Verilen Metin =>
..........
15.12.2025 - MalatyaSiyaset.com Malatya'nın Güçlü Sesi

Fendoğlu: “Devlet Bey varsa Türk de yaşar Kürt de yaşar.”

Fendoğlu: “Devlet Bey varsa Türk de yaşar Kürt de yaşar.”

Fendoğlu: “Devlet Bey varsa Türk de yaşar Kürt de yaşar.”

TBMM Genel Kurulu’nda İçişleri Bakanlığı, Jandarma Genel Komutanlığı, Sahil Güvenlik Komutanlığı, Emniyet Genel Müdürlüğü, Göç İdaresi Başkanlığı ve AFAD’ın 2026 bütçeleri görüşüldü.

MHP Grubu adına söz alan Malatya Milletvekili Mehmet Fendoğlu konuşma yaptı.

Dünya Türk Dili Ailesi Günü Kutlaması

MHP Malatkya Milletvekili Fendoğlu, “UNESCO’nun 3 Kasım 2025 tarihinde düzenlenen 43’üncü Genel Konferansı’nda alınan kararla 15 Aralığın resmen Dünya Türk Dili Ailesi Günü olarak ilan edilmesi dilimizin geleceği için atılan çok önemli bir adımdır. Bu vesileyle, Dünya Türk Dili Ailesi Günü’nü kutluyorum.”
..........
Yazılı Görev 1 =>
Metinde "TBMM Genel Kurulu’nda" ifadesinden "Fendoğlu konuşma yaptı." ifadesine kadar uzanan bölümün tamamını hiçbir değişiklik yapmadan yeniden yazın.
Yazılı Görev 2 =>
Metne göre aşağıdaki soruları yanıtlayın:
(a) TBMM Genel Kurulu'nda hangi yılın bütçeleri görüşüldü?
(b) Mehmet Fendoğlu hangi grup adına söz aldı?
(c) 15 Aralık'ı Dünya Türk Dili Ailesi Günü ilan eden karar UNESCO'nun kaçıncı Genel Konferansı'nda alındı?
Satırlar bu çalışmada kullanılmayacaktır.

Veri Kümesi Kesiti =>
..........
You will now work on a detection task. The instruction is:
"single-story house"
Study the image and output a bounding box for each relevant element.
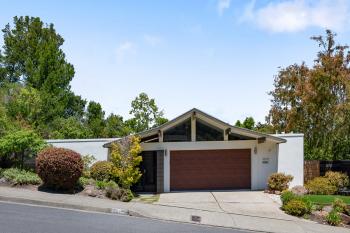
..........
Görev Yanıtı 1 =>
TBMM Genel Kurulu’nda İçişleri Bakanlığı, Jandarma Genel Komutanlığı, Sahil Güvenlik Komutanlığı, Emniyet Genel Müdürlüğü, Göç İdaresi Başkanlığı ve AFAD’ın 2026 bütçeleri görüşüldü.

MHP Grubu adına söz alan Malatya Milletvekili Mehmet Fendoğlu konuşma yaptı.

Görev Yanıtı 2 =>
(a) 2026 yılının bütçeleri görüşüldü.
(b) MHP Grubu adına söz aldı.
(c) 43'üncü Genel Konferansı'nda alındı.